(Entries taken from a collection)
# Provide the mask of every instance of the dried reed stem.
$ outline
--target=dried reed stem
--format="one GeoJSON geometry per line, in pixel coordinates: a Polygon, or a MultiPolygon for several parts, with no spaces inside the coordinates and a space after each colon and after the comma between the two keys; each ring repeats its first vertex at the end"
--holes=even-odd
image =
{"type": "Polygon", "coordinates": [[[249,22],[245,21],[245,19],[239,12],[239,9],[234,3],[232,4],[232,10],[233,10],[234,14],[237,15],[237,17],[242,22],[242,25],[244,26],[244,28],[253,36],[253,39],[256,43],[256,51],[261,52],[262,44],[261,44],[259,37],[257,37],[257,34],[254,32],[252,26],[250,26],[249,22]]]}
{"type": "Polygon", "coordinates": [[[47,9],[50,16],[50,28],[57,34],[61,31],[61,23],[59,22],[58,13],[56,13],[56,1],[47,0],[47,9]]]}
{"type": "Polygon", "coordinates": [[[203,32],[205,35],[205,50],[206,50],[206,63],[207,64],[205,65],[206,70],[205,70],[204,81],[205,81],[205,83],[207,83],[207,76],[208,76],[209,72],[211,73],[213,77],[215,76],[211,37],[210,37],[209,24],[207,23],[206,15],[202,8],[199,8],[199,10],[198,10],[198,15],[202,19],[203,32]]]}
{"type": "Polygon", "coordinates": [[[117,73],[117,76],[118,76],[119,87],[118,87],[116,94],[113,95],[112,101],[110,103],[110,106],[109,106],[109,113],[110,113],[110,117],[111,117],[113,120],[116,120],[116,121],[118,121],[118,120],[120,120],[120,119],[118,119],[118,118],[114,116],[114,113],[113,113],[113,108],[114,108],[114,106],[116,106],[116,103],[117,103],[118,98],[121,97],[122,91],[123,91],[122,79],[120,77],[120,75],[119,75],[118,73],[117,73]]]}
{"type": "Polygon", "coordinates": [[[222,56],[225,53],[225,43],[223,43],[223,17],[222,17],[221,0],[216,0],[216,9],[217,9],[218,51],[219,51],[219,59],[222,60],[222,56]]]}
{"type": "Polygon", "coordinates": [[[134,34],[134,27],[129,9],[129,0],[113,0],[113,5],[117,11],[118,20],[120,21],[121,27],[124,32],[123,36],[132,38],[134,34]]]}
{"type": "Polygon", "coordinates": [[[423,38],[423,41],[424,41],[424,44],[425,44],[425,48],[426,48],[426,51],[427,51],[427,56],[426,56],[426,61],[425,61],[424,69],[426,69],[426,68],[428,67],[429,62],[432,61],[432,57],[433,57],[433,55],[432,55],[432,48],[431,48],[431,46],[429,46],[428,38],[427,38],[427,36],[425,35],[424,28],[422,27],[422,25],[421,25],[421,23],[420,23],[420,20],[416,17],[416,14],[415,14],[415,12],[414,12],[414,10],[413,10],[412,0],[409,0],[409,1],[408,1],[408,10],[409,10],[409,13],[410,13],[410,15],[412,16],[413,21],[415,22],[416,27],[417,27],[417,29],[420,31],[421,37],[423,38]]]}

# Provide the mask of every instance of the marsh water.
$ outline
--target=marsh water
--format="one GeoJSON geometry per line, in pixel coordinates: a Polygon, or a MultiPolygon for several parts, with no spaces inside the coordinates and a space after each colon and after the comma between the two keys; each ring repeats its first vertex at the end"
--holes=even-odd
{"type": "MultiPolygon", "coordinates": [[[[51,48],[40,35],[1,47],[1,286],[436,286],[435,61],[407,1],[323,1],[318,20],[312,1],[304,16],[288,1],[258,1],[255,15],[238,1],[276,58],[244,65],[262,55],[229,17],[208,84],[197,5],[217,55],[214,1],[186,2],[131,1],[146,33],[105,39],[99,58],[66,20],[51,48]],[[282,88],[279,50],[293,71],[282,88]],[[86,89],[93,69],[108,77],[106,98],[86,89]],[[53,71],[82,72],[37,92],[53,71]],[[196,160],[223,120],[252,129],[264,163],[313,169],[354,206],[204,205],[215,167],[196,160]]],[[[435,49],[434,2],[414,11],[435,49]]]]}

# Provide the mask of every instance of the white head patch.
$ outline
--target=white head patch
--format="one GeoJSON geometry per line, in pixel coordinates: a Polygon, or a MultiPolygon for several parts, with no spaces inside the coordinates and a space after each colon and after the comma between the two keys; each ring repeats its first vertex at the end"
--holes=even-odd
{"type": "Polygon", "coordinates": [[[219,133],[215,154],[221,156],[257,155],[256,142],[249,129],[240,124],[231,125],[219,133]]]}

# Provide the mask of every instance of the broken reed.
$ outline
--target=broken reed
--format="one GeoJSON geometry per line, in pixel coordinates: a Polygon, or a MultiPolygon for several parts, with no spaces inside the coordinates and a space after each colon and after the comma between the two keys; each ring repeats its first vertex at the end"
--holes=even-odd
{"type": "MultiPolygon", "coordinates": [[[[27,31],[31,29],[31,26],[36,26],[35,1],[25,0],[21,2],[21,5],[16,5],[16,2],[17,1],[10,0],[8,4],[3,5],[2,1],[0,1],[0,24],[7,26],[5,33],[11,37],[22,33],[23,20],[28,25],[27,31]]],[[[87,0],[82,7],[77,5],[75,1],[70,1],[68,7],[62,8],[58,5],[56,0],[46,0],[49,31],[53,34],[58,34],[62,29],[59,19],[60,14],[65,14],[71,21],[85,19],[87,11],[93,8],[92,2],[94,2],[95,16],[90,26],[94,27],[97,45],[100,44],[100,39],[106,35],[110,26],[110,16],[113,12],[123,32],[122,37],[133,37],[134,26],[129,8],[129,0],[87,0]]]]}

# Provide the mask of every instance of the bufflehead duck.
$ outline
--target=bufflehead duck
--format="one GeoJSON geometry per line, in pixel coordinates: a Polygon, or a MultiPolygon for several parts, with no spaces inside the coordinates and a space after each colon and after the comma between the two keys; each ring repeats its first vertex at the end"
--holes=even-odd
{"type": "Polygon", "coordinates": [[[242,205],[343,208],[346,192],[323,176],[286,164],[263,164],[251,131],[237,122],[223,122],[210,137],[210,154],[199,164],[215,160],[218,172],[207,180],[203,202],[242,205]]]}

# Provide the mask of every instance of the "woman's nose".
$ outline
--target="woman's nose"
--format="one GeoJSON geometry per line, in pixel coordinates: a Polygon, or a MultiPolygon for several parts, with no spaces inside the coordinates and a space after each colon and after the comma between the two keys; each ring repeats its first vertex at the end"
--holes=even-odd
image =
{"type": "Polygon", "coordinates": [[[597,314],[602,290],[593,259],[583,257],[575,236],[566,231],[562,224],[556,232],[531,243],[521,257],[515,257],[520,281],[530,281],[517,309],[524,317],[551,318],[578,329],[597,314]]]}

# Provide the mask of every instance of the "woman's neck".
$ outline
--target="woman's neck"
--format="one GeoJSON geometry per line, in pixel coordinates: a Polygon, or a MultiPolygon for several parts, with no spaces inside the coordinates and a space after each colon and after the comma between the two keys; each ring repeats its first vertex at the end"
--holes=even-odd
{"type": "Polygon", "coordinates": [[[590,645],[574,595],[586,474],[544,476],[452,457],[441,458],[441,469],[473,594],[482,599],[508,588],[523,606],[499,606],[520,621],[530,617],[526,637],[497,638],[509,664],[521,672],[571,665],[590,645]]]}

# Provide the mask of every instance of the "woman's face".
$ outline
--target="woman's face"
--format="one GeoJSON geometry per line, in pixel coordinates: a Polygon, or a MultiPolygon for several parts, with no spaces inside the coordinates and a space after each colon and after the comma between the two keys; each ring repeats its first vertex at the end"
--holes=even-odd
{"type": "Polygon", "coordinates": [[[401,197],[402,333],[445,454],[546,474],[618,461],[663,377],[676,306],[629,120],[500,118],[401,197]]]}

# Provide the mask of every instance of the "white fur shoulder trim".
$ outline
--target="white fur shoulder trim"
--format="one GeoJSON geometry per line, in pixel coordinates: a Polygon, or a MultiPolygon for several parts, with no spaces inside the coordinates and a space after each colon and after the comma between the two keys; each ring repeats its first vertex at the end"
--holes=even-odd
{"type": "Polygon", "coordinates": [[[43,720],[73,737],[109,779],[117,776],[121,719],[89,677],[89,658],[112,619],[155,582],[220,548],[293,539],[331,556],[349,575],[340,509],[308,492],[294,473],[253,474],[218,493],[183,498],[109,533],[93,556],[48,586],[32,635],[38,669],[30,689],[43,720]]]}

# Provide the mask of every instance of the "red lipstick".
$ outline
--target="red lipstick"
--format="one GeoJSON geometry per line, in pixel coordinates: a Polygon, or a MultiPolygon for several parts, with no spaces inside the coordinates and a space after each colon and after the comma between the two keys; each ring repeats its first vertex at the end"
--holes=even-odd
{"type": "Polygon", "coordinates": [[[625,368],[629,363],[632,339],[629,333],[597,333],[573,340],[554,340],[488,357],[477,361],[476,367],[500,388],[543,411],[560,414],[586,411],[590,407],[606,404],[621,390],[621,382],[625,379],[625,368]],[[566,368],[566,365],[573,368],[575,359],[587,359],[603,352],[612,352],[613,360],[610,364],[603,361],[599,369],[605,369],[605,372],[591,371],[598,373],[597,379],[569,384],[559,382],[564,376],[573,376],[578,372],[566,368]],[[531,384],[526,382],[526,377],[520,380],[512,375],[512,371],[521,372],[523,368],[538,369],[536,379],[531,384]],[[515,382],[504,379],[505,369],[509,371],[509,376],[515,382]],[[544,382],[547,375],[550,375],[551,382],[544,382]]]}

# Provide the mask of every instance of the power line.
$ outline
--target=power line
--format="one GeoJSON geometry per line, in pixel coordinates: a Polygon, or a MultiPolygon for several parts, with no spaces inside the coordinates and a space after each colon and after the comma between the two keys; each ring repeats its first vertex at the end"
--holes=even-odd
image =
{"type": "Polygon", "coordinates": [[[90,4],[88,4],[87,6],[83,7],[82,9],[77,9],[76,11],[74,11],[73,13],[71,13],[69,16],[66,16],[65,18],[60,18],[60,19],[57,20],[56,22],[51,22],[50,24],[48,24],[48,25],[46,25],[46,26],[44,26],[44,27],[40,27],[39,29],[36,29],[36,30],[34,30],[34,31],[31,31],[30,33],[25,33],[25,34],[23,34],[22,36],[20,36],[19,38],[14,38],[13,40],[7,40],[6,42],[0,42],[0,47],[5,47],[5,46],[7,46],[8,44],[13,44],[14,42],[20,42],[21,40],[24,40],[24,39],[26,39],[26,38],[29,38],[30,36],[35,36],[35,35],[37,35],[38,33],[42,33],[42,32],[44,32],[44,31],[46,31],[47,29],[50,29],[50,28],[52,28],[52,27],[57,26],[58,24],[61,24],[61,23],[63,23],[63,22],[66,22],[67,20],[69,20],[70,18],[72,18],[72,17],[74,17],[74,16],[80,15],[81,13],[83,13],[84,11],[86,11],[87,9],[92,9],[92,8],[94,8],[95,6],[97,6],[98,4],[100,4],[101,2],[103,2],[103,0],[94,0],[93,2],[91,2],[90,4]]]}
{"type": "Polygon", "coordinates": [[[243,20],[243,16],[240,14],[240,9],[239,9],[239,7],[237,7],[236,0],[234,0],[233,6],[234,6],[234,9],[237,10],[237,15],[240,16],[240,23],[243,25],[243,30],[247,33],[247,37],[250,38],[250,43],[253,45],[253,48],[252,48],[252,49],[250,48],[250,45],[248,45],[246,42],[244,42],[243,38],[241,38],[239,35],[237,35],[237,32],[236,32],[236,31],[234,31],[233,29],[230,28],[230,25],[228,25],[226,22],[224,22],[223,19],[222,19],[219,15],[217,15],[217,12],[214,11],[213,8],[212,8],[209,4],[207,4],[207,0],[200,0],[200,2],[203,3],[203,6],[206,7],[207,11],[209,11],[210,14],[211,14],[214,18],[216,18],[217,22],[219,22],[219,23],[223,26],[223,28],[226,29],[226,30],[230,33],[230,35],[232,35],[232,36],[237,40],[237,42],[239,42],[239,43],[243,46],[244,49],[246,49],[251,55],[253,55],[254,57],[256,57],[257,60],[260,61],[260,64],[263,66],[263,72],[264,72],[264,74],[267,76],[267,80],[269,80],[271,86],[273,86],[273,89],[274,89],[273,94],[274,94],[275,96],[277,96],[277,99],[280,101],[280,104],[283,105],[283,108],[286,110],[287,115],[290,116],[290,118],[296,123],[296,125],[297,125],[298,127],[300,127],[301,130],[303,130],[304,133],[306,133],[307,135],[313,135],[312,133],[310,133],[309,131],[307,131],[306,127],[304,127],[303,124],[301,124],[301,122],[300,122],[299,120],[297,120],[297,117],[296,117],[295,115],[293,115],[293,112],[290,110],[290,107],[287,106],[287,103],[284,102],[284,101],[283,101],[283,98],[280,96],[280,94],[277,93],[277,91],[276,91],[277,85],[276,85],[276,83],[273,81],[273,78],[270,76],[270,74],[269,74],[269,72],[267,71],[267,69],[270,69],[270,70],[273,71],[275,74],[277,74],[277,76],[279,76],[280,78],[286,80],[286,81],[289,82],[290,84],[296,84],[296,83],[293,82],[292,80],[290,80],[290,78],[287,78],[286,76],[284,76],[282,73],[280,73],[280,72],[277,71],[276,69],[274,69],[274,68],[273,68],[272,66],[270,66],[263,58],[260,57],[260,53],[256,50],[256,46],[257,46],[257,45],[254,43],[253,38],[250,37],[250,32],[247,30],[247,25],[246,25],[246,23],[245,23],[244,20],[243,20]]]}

Goal: Find every line in the data above that contains the word "white", matching case exactly, and copy each of those lines.

Result for this task:
# Provide the mask of every instance of the white head patch.
--target=white head patch
# Provide the mask of every instance of the "white fur shoulder trim".
--target="white fur shoulder trim"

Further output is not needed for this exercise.